WHAT NEEDS TO BE DONE -> Search the records for the word "plastic" and copy each line in which it appears.

INPUT MATERIAL ->
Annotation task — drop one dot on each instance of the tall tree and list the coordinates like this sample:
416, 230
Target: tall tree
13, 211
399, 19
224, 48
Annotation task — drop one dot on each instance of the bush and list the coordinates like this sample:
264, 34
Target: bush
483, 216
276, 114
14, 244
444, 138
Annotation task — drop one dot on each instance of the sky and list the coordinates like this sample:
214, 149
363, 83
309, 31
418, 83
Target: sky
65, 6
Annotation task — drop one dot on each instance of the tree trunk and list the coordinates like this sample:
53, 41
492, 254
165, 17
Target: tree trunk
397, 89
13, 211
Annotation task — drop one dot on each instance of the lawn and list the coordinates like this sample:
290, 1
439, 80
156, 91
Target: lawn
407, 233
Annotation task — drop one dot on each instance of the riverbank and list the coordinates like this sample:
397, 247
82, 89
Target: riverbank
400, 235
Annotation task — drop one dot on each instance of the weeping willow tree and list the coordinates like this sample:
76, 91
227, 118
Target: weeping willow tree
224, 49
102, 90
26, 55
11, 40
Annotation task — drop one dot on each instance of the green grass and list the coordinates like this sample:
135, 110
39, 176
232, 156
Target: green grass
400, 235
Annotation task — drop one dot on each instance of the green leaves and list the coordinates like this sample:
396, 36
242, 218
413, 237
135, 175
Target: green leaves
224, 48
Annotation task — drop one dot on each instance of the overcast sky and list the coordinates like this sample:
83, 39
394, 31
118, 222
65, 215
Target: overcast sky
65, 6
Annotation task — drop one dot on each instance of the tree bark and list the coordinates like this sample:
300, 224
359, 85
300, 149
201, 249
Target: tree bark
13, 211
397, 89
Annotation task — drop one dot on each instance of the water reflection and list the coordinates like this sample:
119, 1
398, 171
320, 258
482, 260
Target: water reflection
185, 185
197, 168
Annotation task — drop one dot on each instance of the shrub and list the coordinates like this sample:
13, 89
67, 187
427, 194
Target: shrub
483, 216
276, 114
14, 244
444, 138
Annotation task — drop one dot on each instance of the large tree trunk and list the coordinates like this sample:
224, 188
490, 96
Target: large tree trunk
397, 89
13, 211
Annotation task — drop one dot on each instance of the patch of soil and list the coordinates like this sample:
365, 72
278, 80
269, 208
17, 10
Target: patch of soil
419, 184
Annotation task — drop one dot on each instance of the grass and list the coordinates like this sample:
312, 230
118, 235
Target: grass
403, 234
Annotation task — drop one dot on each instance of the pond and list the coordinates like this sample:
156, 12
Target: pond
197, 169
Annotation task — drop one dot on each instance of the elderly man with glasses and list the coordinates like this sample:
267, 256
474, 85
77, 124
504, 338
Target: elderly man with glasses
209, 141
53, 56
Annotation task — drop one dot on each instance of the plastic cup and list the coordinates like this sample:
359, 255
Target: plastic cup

REPLY TO THE EXERCISE ->
Annotation task — drop one dot on each instance of the plastic cup and list the coordinates like this sample:
Target: plastic cup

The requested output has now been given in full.